- [Exercise prompt]: Return every line of the records below that contains the string "hind", treating uppercase and lowercase letters as different.

::: Provided information :::

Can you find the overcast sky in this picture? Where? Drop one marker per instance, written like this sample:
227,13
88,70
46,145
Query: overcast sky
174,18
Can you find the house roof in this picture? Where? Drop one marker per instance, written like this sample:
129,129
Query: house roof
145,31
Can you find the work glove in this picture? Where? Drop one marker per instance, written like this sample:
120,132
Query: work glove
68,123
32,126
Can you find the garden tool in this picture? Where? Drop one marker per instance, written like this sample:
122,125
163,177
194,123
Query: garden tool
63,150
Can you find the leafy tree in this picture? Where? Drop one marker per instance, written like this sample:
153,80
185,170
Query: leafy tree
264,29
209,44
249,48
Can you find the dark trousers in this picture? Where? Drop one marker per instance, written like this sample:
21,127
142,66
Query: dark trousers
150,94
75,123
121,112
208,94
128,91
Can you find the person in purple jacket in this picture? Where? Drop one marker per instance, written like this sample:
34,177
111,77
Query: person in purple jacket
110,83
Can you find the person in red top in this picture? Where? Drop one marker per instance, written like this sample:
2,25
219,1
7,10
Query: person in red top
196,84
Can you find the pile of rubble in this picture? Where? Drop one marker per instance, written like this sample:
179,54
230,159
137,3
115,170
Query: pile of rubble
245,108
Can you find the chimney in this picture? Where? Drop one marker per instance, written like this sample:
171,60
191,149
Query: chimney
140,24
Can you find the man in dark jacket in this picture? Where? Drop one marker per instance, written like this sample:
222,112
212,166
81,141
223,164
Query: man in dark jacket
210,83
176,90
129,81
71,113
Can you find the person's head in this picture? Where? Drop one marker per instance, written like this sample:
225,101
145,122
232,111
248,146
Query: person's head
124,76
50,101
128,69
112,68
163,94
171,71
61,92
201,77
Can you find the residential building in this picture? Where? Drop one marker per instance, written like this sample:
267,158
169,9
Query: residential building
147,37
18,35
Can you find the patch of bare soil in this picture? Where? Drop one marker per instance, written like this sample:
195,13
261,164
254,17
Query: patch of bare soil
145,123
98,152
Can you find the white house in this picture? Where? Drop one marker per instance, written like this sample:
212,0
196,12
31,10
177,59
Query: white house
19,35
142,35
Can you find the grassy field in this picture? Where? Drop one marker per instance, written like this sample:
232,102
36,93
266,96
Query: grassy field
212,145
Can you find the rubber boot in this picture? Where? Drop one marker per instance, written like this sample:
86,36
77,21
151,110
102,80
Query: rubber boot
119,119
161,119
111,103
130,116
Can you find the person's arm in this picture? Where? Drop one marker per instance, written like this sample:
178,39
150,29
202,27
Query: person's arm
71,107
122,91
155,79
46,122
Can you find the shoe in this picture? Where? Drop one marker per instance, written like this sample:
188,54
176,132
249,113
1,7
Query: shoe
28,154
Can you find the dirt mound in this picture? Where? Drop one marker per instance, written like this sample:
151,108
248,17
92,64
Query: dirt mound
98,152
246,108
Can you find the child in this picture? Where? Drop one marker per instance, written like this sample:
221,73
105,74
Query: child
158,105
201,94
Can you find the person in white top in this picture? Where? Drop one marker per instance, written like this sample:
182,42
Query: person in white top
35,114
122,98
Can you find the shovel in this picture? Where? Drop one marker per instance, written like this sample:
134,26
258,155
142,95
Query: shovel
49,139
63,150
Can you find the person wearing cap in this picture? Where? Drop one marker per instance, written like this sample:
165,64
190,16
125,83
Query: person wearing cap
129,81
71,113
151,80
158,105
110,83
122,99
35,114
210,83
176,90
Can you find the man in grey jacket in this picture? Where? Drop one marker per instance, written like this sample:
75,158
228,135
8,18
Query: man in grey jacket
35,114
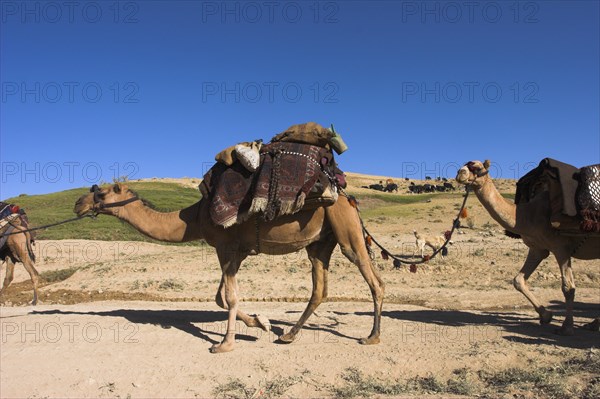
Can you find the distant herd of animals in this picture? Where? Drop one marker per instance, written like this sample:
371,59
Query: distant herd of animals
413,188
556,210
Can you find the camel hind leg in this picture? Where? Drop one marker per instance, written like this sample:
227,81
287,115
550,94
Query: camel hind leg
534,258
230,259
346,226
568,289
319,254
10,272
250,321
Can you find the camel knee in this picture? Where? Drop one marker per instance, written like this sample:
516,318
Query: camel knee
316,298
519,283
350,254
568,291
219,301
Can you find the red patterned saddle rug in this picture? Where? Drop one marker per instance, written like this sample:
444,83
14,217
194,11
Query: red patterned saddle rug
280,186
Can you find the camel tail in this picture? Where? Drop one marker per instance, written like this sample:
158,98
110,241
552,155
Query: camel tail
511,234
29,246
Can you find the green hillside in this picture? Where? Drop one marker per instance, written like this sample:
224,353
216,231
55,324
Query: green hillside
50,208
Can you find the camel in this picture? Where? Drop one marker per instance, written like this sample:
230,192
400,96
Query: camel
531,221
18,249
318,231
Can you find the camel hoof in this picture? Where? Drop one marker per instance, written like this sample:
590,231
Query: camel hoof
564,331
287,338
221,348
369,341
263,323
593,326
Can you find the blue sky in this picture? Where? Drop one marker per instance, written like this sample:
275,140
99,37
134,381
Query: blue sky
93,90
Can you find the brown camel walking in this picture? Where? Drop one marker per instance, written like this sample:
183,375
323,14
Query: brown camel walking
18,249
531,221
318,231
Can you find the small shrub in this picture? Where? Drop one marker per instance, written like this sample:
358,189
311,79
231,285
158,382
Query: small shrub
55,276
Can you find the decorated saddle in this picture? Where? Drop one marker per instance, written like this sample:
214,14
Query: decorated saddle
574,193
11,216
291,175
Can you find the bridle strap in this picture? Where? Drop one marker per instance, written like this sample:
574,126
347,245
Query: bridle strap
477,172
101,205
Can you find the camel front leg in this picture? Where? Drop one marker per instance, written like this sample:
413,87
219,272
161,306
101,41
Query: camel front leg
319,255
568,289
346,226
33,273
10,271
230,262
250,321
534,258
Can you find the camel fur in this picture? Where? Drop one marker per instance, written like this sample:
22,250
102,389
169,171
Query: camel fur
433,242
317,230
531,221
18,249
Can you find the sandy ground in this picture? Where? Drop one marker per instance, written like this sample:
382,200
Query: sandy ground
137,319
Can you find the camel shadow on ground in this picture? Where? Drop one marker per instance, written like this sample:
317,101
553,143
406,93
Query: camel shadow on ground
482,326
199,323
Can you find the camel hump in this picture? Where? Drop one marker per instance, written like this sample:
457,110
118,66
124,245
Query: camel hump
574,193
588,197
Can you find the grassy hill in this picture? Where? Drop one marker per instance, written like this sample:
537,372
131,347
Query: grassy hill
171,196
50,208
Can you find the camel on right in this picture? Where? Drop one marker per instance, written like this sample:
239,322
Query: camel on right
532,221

:::
::: Provided information :::

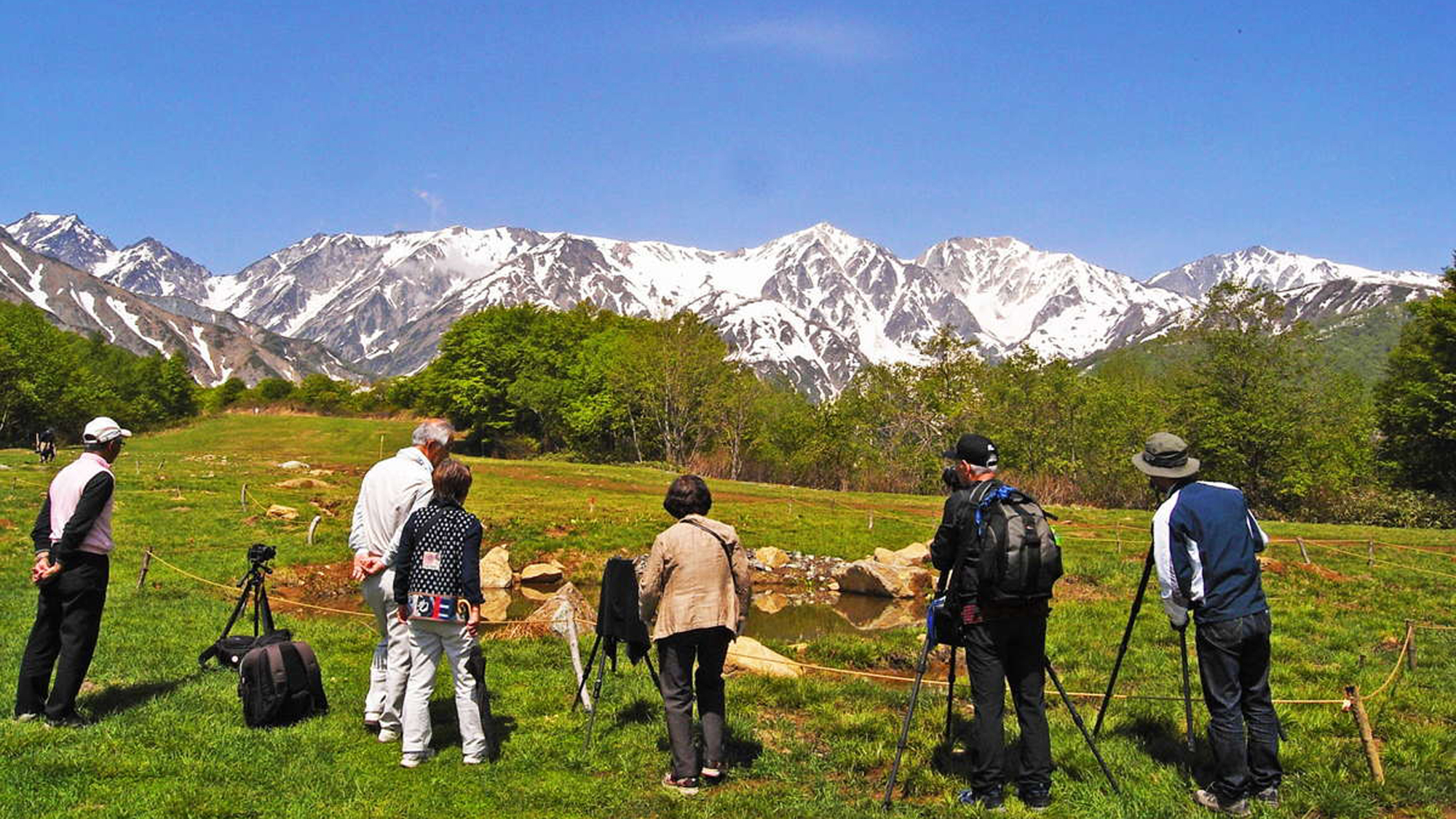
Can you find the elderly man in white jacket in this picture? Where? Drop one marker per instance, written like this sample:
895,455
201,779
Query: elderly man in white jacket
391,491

:::

- [Exercise output]:
Can you find the camel hind leg in this picture? Where? Drop one marker per instance, written like this sample:
Query: camel hind leg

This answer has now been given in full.